Coordinate annotation records:
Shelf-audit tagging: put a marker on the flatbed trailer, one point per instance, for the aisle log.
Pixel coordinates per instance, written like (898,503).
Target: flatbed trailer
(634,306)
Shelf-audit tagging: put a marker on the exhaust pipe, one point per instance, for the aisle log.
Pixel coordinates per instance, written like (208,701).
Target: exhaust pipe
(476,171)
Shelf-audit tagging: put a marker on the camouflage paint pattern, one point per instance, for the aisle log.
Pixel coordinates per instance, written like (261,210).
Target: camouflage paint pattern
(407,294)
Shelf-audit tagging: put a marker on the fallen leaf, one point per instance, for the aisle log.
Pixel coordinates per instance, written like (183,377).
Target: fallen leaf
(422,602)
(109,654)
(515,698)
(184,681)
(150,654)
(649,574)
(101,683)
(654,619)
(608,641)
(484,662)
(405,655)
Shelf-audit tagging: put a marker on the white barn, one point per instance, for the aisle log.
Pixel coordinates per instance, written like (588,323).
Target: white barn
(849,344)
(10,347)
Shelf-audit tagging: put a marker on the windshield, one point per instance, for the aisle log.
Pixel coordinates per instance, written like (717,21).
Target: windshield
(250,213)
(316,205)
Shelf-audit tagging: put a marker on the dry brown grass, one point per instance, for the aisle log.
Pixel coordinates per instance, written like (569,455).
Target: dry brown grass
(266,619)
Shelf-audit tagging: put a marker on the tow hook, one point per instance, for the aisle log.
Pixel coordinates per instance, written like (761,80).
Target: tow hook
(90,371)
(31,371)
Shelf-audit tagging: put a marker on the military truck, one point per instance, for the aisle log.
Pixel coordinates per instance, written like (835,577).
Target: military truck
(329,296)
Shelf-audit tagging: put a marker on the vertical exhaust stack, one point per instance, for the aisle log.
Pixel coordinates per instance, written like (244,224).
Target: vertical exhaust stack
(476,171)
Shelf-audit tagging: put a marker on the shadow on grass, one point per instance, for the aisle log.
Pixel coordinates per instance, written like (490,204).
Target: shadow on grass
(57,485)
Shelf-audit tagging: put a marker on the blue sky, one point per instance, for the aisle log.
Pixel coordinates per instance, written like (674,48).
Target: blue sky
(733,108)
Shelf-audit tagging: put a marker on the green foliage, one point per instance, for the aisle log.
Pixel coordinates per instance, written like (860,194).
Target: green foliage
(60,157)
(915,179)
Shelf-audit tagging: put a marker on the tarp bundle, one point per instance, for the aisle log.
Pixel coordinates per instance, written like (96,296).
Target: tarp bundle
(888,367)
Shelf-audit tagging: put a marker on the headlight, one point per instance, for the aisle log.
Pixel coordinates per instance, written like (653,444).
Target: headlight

## THE TASK
Lines from the one containing "Shelf-audit tagging: put a marker on the green" through the final line are to be given again verbatim, with nothing before or after.

## THE SOLUTION
Shelf-audit tagging: put a marker on the green foliage, one point per instance, for the aisle log.
Pixel coordinates per instance, written like (860,194).
Target: green foliage
(60,157)
(915,179)
Shelf-audit tagging: put a marker on the tarp bundle, one point per instance, for the aisle log.
Pixel coordinates per instance, written like (96,296).
Target: tarp bundle
(888,367)
Shelf-audit tagging: put a marker on the headlight, one point per instance, for the aisle log.
Pixel coordinates per instance, written like (653,444).
Target: headlight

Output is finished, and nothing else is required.